Saved entries >>
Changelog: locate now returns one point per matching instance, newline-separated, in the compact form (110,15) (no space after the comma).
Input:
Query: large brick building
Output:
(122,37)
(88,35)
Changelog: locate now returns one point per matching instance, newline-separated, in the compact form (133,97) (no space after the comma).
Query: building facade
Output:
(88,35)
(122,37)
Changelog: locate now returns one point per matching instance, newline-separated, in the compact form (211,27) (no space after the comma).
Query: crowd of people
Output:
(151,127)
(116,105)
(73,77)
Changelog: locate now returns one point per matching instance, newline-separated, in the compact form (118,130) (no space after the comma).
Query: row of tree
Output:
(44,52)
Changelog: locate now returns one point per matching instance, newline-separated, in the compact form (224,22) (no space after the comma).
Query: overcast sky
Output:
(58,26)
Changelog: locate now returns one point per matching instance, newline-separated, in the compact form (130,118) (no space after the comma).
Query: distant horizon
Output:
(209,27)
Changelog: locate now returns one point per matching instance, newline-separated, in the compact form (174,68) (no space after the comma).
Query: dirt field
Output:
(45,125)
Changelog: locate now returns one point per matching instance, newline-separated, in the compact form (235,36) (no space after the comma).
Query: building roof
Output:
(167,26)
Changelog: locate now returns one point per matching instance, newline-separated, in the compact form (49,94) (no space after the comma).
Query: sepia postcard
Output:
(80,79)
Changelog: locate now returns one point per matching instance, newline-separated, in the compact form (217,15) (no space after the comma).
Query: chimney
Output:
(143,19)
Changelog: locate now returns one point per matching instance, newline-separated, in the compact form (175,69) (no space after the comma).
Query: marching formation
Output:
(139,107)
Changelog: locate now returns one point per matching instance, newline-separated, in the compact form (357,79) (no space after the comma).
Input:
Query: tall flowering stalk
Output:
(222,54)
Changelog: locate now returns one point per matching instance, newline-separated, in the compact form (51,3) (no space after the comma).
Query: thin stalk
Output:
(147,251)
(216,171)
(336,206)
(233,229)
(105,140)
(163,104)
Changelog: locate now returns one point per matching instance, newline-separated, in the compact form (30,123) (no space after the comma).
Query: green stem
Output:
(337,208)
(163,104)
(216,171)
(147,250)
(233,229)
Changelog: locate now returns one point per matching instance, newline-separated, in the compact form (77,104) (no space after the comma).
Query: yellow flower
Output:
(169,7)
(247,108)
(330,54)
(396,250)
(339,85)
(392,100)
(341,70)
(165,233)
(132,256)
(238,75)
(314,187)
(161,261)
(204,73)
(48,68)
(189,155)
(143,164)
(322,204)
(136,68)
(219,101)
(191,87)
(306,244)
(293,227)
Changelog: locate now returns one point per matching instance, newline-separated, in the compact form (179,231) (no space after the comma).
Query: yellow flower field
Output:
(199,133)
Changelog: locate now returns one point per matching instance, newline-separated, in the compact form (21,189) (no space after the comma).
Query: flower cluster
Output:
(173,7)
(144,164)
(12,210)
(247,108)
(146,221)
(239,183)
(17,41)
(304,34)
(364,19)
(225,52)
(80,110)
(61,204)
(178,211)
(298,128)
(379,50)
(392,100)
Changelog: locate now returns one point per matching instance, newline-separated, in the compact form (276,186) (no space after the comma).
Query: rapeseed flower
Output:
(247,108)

PROMPT >> In the entries above, how many lines contain the word "yellow"? Provide the number alone.

THE ANSWER >> 2